→ **ASSIGNMENT**: Nothing but a number belongs in the answer: the count of lines below that contain the word "blurred".

→ **SUPPLIED DATA**:

☆ ☆ ☆ ☆ ☆ ☆ ☆

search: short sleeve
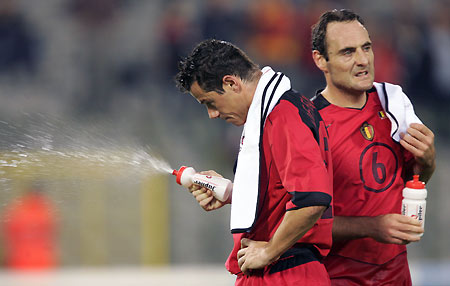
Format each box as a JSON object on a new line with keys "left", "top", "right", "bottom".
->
{"left": 265, "top": 101, "right": 332, "bottom": 211}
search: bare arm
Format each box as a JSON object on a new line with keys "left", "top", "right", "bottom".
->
{"left": 332, "top": 214, "right": 423, "bottom": 245}
{"left": 400, "top": 123, "right": 436, "bottom": 182}
{"left": 237, "top": 205, "right": 326, "bottom": 275}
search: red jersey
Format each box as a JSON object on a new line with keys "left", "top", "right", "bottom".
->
{"left": 313, "top": 88, "right": 415, "bottom": 265}
{"left": 226, "top": 91, "right": 333, "bottom": 278}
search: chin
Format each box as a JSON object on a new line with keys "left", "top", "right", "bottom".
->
{"left": 356, "top": 81, "right": 374, "bottom": 91}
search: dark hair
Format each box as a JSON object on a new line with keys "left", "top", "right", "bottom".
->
{"left": 311, "top": 9, "right": 365, "bottom": 60}
{"left": 175, "top": 39, "right": 260, "bottom": 93}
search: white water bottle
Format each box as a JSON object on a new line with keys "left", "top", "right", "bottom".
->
{"left": 172, "top": 166, "right": 232, "bottom": 202}
{"left": 401, "top": 175, "right": 427, "bottom": 236}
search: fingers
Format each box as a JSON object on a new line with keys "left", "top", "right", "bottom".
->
{"left": 375, "top": 214, "right": 424, "bottom": 244}
{"left": 391, "top": 214, "right": 424, "bottom": 243}
{"left": 199, "top": 170, "right": 223, "bottom": 178}
{"left": 396, "top": 214, "right": 422, "bottom": 226}
{"left": 400, "top": 124, "right": 435, "bottom": 168}
{"left": 400, "top": 134, "right": 428, "bottom": 155}
{"left": 396, "top": 222, "right": 424, "bottom": 238}
{"left": 240, "top": 238, "right": 251, "bottom": 248}
{"left": 400, "top": 124, "right": 434, "bottom": 150}
{"left": 237, "top": 239, "right": 253, "bottom": 275}
{"left": 391, "top": 229, "right": 422, "bottom": 244}
{"left": 189, "top": 184, "right": 215, "bottom": 210}
{"left": 409, "top": 123, "right": 434, "bottom": 138}
{"left": 188, "top": 183, "right": 201, "bottom": 194}
{"left": 237, "top": 239, "right": 251, "bottom": 274}
{"left": 191, "top": 188, "right": 211, "bottom": 200}
{"left": 237, "top": 247, "right": 247, "bottom": 274}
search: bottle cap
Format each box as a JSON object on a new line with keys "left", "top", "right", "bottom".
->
{"left": 406, "top": 175, "right": 426, "bottom": 189}
{"left": 172, "top": 166, "right": 188, "bottom": 185}
{"left": 403, "top": 175, "right": 427, "bottom": 199}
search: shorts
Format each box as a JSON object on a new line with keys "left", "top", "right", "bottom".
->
{"left": 324, "top": 251, "right": 412, "bottom": 286}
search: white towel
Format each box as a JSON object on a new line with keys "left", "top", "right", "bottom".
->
{"left": 230, "top": 67, "right": 291, "bottom": 232}
{"left": 374, "top": 82, "right": 422, "bottom": 142}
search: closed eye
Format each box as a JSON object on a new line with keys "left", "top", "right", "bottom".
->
{"left": 340, "top": 47, "right": 355, "bottom": 56}
{"left": 204, "top": 101, "right": 216, "bottom": 109}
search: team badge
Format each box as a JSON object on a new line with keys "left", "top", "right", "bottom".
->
{"left": 378, "top": 110, "right": 387, "bottom": 119}
{"left": 360, "top": 122, "right": 374, "bottom": 141}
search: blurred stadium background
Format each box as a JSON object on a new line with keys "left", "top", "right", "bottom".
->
{"left": 0, "top": 0, "right": 449, "bottom": 285}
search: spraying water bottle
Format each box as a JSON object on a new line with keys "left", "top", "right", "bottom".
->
{"left": 172, "top": 166, "right": 232, "bottom": 202}
{"left": 401, "top": 175, "right": 427, "bottom": 236}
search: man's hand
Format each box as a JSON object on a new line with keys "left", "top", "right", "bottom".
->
{"left": 369, "top": 214, "right": 424, "bottom": 244}
{"left": 188, "top": 170, "right": 230, "bottom": 211}
{"left": 400, "top": 123, "right": 436, "bottom": 182}
{"left": 237, "top": 238, "right": 277, "bottom": 275}
{"left": 237, "top": 206, "right": 326, "bottom": 275}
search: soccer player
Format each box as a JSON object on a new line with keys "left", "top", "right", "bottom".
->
{"left": 310, "top": 9, "right": 436, "bottom": 285}
{"left": 175, "top": 39, "right": 333, "bottom": 285}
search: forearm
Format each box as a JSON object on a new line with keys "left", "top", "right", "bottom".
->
{"left": 332, "top": 216, "right": 375, "bottom": 241}
{"left": 413, "top": 161, "right": 435, "bottom": 183}
{"left": 333, "top": 214, "right": 423, "bottom": 244}
{"left": 264, "top": 206, "right": 326, "bottom": 262}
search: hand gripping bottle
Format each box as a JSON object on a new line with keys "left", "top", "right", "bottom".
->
{"left": 172, "top": 166, "right": 232, "bottom": 202}
{"left": 401, "top": 175, "right": 427, "bottom": 236}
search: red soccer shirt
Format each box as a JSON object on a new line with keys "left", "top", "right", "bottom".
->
{"left": 313, "top": 89, "right": 414, "bottom": 265}
{"left": 226, "top": 91, "right": 333, "bottom": 275}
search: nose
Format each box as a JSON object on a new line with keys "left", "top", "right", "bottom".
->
{"left": 355, "top": 48, "right": 369, "bottom": 66}
{"left": 207, "top": 108, "right": 220, "bottom": 119}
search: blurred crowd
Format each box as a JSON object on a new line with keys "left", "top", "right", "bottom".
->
{"left": 159, "top": 0, "right": 450, "bottom": 136}
{"left": 1, "top": 0, "right": 449, "bottom": 123}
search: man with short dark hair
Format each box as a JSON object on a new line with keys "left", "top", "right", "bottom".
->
{"left": 176, "top": 39, "right": 333, "bottom": 285}
{"left": 311, "top": 9, "right": 436, "bottom": 285}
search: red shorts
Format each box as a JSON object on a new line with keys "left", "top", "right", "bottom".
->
{"left": 235, "top": 260, "right": 330, "bottom": 286}
{"left": 324, "top": 251, "right": 412, "bottom": 286}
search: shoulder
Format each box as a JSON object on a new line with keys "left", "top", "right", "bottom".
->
{"left": 269, "top": 90, "right": 326, "bottom": 144}
{"left": 268, "top": 97, "right": 300, "bottom": 123}
{"left": 269, "top": 90, "right": 320, "bottom": 123}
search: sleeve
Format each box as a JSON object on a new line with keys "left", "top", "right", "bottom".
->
{"left": 266, "top": 102, "right": 332, "bottom": 211}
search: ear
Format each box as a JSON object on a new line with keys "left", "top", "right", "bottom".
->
{"left": 312, "top": 50, "right": 328, "bottom": 73}
{"left": 222, "top": 75, "right": 241, "bottom": 93}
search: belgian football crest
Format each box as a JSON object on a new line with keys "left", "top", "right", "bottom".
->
{"left": 360, "top": 122, "right": 374, "bottom": 141}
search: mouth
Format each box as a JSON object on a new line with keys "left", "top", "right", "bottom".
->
{"left": 355, "top": 70, "right": 369, "bottom": 77}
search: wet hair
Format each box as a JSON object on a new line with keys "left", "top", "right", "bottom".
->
{"left": 175, "top": 39, "right": 260, "bottom": 93}
{"left": 311, "top": 9, "right": 365, "bottom": 61}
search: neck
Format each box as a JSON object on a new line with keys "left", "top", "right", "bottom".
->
{"left": 246, "top": 70, "right": 263, "bottom": 105}
{"left": 321, "top": 85, "right": 367, "bottom": 108}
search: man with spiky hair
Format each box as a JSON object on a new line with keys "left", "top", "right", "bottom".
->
{"left": 311, "top": 9, "right": 435, "bottom": 285}
{"left": 176, "top": 39, "right": 333, "bottom": 285}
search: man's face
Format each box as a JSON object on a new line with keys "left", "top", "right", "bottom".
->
{"left": 324, "top": 20, "right": 375, "bottom": 94}
{"left": 190, "top": 80, "right": 249, "bottom": 126}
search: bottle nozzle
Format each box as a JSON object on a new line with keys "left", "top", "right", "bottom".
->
{"left": 406, "top": 174, "right": 425, "bottom": 189}
{"left": 172, "top": 166, "right": 188, "bottom": 185}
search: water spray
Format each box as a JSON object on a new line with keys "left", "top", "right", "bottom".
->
{"left": 172, "top": 166, "right": 232, "bottom": 202}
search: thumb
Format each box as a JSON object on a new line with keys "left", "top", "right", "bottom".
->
{"left": 240, "top": 238, "right": 252, "bottom": 248}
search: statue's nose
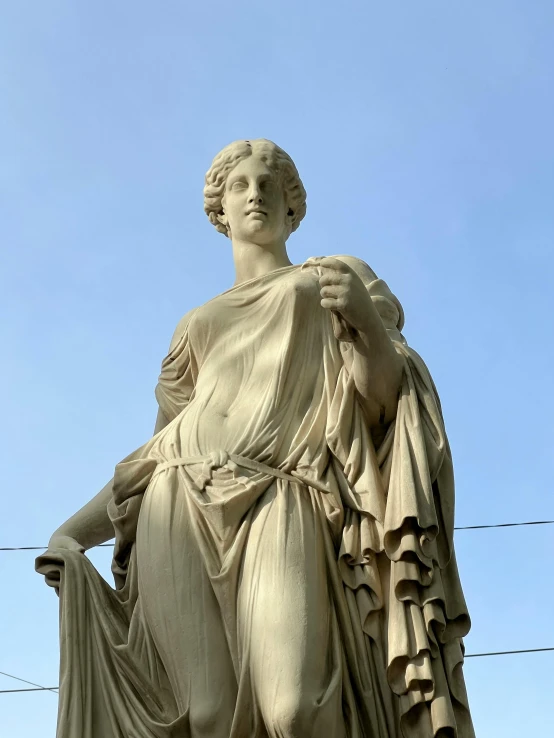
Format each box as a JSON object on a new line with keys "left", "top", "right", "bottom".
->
{"left": 248, "top": 185, "right": 263, "bottom": 203}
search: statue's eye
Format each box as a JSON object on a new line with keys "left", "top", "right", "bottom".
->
{"left": 261, "top": 180, "right": 274, "bottom": 190}
{"left": 231, "top": 181, "right": 247, "bottom": 191}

☆ ☆ ☆ ☆ ☆ ☆ ☆

→ **FINISHED EXERCISE**: 2